** START Records for the task **

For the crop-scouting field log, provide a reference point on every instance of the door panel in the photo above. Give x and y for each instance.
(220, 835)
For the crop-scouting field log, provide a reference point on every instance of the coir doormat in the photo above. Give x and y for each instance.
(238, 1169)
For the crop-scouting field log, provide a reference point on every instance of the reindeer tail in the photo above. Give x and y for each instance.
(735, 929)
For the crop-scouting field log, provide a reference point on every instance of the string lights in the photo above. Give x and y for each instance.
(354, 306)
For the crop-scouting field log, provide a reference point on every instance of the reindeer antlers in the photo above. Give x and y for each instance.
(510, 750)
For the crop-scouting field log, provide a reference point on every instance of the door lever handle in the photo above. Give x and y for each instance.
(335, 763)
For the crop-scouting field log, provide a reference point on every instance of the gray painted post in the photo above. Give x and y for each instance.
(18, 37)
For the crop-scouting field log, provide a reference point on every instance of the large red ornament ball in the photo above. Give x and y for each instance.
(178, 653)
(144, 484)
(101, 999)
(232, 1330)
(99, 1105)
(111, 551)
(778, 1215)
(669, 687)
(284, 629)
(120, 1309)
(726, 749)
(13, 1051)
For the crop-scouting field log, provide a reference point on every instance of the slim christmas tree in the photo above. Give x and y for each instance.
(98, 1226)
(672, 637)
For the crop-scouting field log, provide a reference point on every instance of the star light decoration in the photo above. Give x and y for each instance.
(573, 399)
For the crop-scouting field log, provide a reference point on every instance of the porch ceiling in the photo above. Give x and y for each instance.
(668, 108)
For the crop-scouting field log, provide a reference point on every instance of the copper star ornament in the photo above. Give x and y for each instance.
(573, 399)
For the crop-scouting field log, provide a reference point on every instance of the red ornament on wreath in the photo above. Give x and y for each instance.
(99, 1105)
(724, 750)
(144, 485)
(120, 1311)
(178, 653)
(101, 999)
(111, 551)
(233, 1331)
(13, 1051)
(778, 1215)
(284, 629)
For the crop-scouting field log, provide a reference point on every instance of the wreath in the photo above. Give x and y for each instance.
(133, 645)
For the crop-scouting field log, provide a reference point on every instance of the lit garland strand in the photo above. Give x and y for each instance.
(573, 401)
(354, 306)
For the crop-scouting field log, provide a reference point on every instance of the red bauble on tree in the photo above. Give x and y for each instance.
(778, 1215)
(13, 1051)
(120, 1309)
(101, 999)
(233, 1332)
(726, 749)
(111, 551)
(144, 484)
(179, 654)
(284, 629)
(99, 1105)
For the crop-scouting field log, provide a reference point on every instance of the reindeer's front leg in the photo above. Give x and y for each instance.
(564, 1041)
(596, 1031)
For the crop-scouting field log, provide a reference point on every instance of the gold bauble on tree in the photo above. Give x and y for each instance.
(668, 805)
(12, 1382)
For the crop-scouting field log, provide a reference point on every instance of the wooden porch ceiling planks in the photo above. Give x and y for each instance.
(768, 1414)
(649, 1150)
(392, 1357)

** END Records for the task **

Exercise task ->
Extract every entry above as it appears.

Correct result ->
For the crop-scouting field log, provide a reference point on every instance of the door panel in the photo above. Give x and y for each instance.
(220, 835)
For the crop-scouting field log, provide a reference point on every instance of the coir doormat in the photo above. Give x and y for each instance.
(238, 1169)
For the crop-scouting field log, provide a reference point on every instance of the reindeer tail in the photo above. Give x and y for each instance.
(735, 929)
For the crop-scouting field log, provide a reference point on every instance of the string lights in the photo above. Give x and y for each instance.
(354, 306)
For the crop-scouting field log, provide a reference point on every instance of the reindeer antlers in the photo above. Give x and y for each instance.
(510, 750)
For the crop-scouting field log, provide a reference point on every instance of the door lever handle in the photo above. Give x and y for each instance.
(335, 763)
For the crop-scouting field log, provide a reference point on every instance of the gray painted post in the photo above. Give x and y for each instance.
(18, 37)
For the crop-scouting field log, provide a reference point on every instance of the large red ornament ball in the photo above. Give x and y for each instance.
(178, 653)
(144, 484)
(101, 999)
(232, 1330)
(99, 1105)
(111, 551)
(778, 1215)
(669, 687)
(284, 629)
(120, 1309)
(726, 749)
(13, 1051)
For the crop-scouting field log, provide a reference point on every instance of the slim christmas tree in the photo above. Give x and y for each instance.
(98, 1226)
(672, 637)
For the crop-scouting field log, provide a reference point on every instance of the star light decoration in the photo above. Give x and y for each instance.
(573, 399)
For the crop-scouting field log, provide a reference point on every instance of the porch ceiling in the photo above. Give x and y for each instance.
(668, 108)
For the crop-scouting field log, provide a reference point on every instance of the copper star ornament in the photo above. Give x and y for each instance.
(573, 399)
For the crop-scouting field log, provide a reference point on every instance of the red ornament on wreath in the photo above. Give x and y for each instance.
(99, 1105)
(724, 750)
(144, 485)
(120, 1311)
(178, 653)
(101, 999)
(111, 551)
(233, 1331)
(13, 1051)
(778, 1215)
(284, 629)
For the crop-scouting field log, provide a reference point on every instance of the wreath in the photo above. Give x and y for each instance.
(133, 645)
For the crop-scouting field log, provide a reference point on every instance of the lit garland strand in the photo above. Give x and y for each instance.
(573, 401)
(354, 306)
For the crop-scouting field log, provide a reference point on every instance of the red bauble on tree in the photo above. Give x and y for each instance.
(778, 1215)
(13, 1051)
(120, 1309)
(101, 999)
(233, 1332)
(726, 749)
(111, 551)
(144, 484)
(179, 654)
(284, 629)
(99, 1105)
For the crop-scouting field log, provide a reference point on every instance of the reindeer's front leg in the photo above. Give x and y for each instance.
(564, 1041)
(596, 1031)
For the crop-scouting field log, provide a reference point on every instance of the gold bauble on tree in the photo above. Give x and y for each instance.
(668, 805)
(12, 1382)
For the crop-scouting field log, provide a reference point on every instance of the wooden porch ceiling planks in the photo above. Give x and y for each instance.
(768, 1414)
(649, 1150)
(392, 1357)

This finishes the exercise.